◆ Extracted information:
========================
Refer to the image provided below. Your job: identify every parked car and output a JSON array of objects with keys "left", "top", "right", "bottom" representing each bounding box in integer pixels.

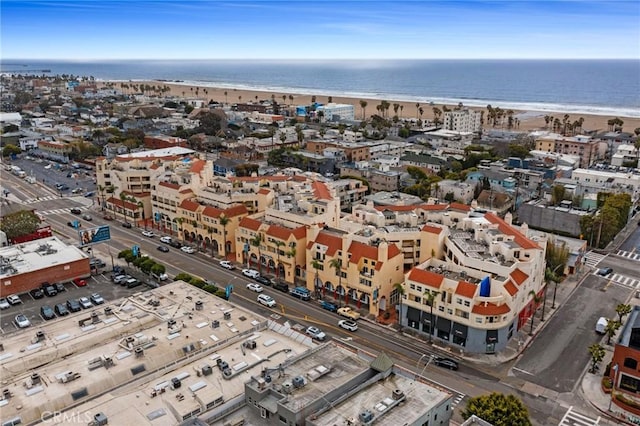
[
  {"left": 14, "top": 314, "right": 31, "bottom": 328},
  {"left": 7, "top": 294, "right": 22, "bottom": 305},
  {"left": 306, "top": 326, "right": 327, "bottom": 340},
  {"left": 29, "top": 288, "right": 44, "bottom": 299},
  {"left": 242, "top": 269, "right": 260, "bottom": 279},
  {"left": 53, "top": 303, "right": 69, "bottom": 317},
  {"left": 40, "top": 305, "right": 56, "bottom": 321},
  {"left": 73, "top": 278, "right": 87, "bottom": 287},
  {"left": 67, "top": 299, "right": 82, "bottom": 312},
  {"left": 433, "top": 357, "right": 458, "bottom": 370},
  {"left": 78, "top": 296, "right": 93, "bottom": 309},
  {"left": 247, "top": 283, "right": 264, "bottom": 293},
  {"left": 338, "top": 320, "right": 358, "bottom": 331},
  {"left": 220, "top": 260, "right": 236, "bottom": 271},
  {"left": 89, "top": 293, "right": 104, "bottom": 305},
  {"left": 320, "top": 300, "right": 338, "bottom": 312},
  {"left": 258, "top": 294, "right": 276, "bottom": 308}
]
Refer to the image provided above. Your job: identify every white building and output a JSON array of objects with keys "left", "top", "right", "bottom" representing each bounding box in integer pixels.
[{"left": 443, "top": 109, "right": 482, "bottom": 133}]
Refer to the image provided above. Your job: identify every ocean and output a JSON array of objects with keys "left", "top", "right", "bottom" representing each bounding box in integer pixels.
[{"left": 0, "top": 59, "right": 640, "bottom": 117}]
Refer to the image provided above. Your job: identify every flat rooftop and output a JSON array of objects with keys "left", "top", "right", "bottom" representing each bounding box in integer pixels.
[
  {"left": 0, "top": 237, "right": 89, "bottom": 280},
  {"left": 0, "top": 281, "right": 313, "bottom": 426}
]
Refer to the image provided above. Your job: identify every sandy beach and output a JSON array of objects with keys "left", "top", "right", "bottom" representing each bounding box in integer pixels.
[{"left": 116, "top": 81, "right": 640, "bottom": 133}]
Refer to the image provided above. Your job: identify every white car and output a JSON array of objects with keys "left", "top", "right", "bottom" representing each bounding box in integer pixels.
[
  {"left": 258, "top": 294, "right": 276, "bottom": 308},
  {"left": 220, "top": 260, "right": 236, "bottom": 271},
  {"left": 14, "top": 314, "right": 31, "bottom": 328},
  {"left": 338, "top": 320, "right": 358, "bottom": 331},
  {"left": 242, "top": 269, "right": 260, "bottom": 279},
  {"left": 306, "top": 326, "right": 327, "bottom": 340},
  {"left": 247, "top": 283, "right": 264, "bottom": 293}
]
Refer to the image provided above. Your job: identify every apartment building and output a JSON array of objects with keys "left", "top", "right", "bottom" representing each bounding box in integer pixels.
[{"left": 442, "top": 109, "right": 482, "bottom": 133}]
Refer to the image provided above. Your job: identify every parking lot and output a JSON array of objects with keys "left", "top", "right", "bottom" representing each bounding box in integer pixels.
[{"left": 0, "top": 267, "right": 165, "bottom": 334}]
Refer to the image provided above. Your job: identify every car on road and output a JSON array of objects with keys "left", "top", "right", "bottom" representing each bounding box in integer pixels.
[
  {"left": 338, "top": 320, "right": 358, "bottom": 331},
  {"left": 40, "top": 305, "right": 56, "bottom": 321},
  {"left": 306, "top": 326, "right": 327, "bottom": 340},
  {"left": 89, "top": 293, "right": 104, "bottom": 305},
  {"left": 67, "top": 299, "right": 82, "bottom": 312},
  {"left": 338, "top": 306, "right": 360, "bottom": 320},
  {"left": 53, "top": 303, "right": 69, "bottom": 317},
  {"left": 597, "top": 268, "right": 613, "bottom": 277},
  {"left": 220, "top": 260, "right": 236, "bottom": 271},
  {"left": 258, "top": 294, "right": 276, "bottom": 308},
  {"left": 73, "top": 278, "right": 87, "bottom": 287},
  {"left": 433, "top": 357, "right": 458, "bottom": 370},
  {"left": 78, "top": 296, "right": 93, "bottom": 309},
  {"left": 13, "top": 314, "right": 31, "bottom": 328},
  {"left": 247, "top": 283, "right": 264, "bottom": 293},
  {"left": 242, "top": 269, "right": 260, "bottom": 279},
  {"left": 7, "top": 294, "right": 22, "bottom": 305}
]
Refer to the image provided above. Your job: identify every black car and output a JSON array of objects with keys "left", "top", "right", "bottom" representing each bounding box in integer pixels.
[
  {"left": 433, "top": 358, "right": 458, "bottom": 370},
  {"left": 53, "top": 303, "right": 69, "bottom": 317},
  {"left": 40, "top": 305, "right": 56, "bottom": 321},
  {"left": 67, "top": 299, "right": 82, "bottom": 312},
  {"left": 29, "top": 288, "right": 44, "bottom": 299}
]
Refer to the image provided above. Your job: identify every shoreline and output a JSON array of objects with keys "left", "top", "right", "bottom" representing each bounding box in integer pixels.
[{"left": 104, "top": 80, "right": 640, "bottom": 134}]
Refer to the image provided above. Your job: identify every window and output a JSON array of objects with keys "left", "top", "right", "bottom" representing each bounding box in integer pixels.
[{"left": 623, "top": 358, "right": 638, "bottom": 370}]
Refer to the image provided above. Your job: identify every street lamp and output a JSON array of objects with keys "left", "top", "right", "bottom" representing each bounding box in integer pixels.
[{"left": 608, "top": 363, "right": 618, "bottom": 411}]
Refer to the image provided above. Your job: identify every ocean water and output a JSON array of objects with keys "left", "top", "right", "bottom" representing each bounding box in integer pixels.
[{"left": 0, "top": 59, "right": 640, "bottom": 117}]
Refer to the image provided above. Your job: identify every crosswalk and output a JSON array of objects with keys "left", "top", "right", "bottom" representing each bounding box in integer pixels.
[
  {"left": 616, "top": 250, "right": 640, "bottom": 260},
  {"left": 558, "top": 406, "right": 600, "bottom": 426},
  {"left": 584, "top": 251, "right": 607, "bottom": 268}
]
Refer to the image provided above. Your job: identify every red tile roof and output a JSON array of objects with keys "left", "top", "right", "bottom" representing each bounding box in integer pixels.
[
  {"left": 456, "top": 281, "right": 478, "bottom": 299},
  {"left": 504, "top": 280, "right": 518, "bottom": 297},
  {"left": 509, "top": 268, "right": 529, "bottom": 285},
  {"left": 409, "top": 268, "right": 444, "bottom": 288},
  {"left": 307, "top": 231, "right": 342, "bottom": 256},
  {"left": 238, "top": 216, "right": 262, "bottom": 231},
  {"left": 421, "top": 225, "right": 442, "bottom": 234},
  {"left": 312, "top": 181, "right": 333, "bottom": 200},
  {"left": 471, "top": 302, "right": 511, "bottom": 315},
  {"left": 484, "top": 213, "right": 541, "bottom": 249}
]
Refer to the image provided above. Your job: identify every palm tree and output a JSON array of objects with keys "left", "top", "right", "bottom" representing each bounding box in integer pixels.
[
  {"left": 529, "top": 290, "right": 542, "bottom": 336},
  {"left": 393, "top": 283, "right": 405, "bottom": 331},
  {"left": 422, "top": 290, "right": 440, "bottom": 343},
  {"left": 218, "top": 214, "right": 231, "bottom": 259},
  {"left": 249, "top": 233, "right": 262, "bottom": 275},
  {"left": 273, "top": 240, "right": 286, "bottom": 279},
  {"left": 360, "top": 99, "right": 368, "bottom": 120}
]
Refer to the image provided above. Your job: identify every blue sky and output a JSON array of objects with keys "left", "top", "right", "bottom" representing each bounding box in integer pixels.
[{"left": 0, "top": 0, "right": 640, "bottom": 60}]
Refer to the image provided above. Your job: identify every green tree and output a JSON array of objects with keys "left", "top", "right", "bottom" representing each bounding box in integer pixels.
[
  {"left": 616, "top": 303, "right": 631, "bottom": 324},
  {"left": 462, "top": 392, "right": 531, "bottom": 426},
  {"left": 0, "top": 210, "right": 40, "bottom": 240},
  {"left": 589, "top": 343, "right": 605, "bottom": 374}
]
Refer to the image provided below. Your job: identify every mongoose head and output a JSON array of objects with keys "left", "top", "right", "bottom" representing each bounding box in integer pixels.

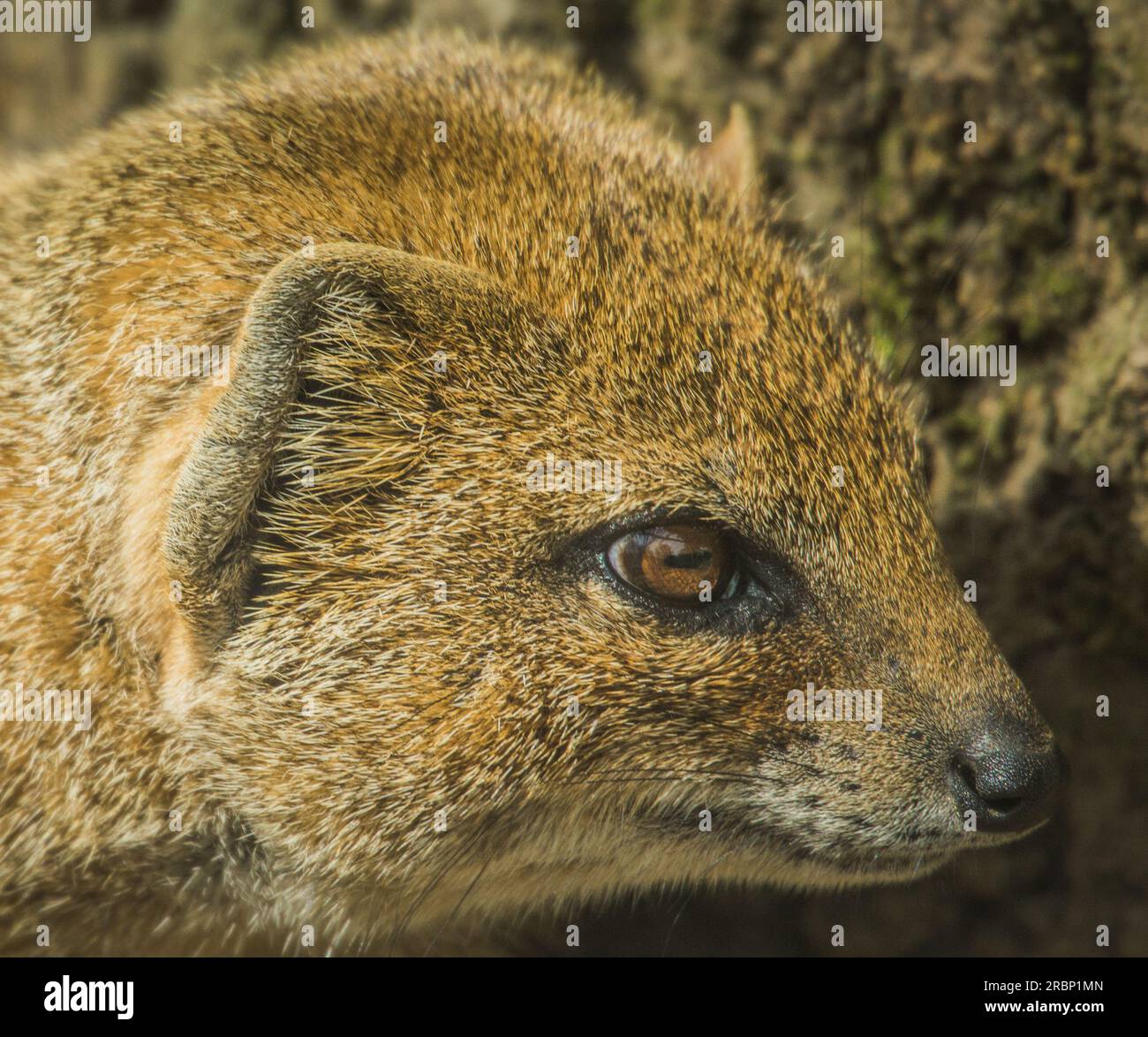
[{"left": 150, "top": 49, "right": 1060, "bottom": 936}]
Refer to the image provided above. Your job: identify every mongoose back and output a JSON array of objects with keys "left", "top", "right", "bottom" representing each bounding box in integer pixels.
[{"left": 0, "top": 38, "right": 1060, "bottom": 953}]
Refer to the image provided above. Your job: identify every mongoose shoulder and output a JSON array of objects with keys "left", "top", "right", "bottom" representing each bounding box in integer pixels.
[{"left": 0, "top": 32, "right": 1056, "bottom": 953}]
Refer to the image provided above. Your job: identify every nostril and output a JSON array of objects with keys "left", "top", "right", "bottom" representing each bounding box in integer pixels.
[{"left": 949, "top": 726, "right": 1063, "bottom": 831}]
========================
◆ Task statement: Please rewrite the lines from the one containing "every mongoose back" through the end of the records, substituting "locate" for "identify" and changing nothing else.

◆ Complete response:
Refer to the image provided above. Your job: locate every mongoose back and output a JSON array of objects with keys "left", "top", "right", "bottom" representing each bounding box in integer pixels.
[{"left": 0, "top": 38, "right": 1060, "bottom": 953}]
Refer to the image provided above. Your job: locate every mongoose shoulder and output a JSON array of objects with keys "left", "top", "right", "bottom" representing each bounding box in integer pixels.
[{"left": 0, "top": 32, "right": 1056, "bottom": 953}]
Refer to the image provided above. Your job: locate every nostril and output a JSON array of objects with keys "left", "top", "right", "bottom" representing each bounding box in integer pixels.
[{"left": 949, "top": 726, "right": 1063, "bottom": 831}]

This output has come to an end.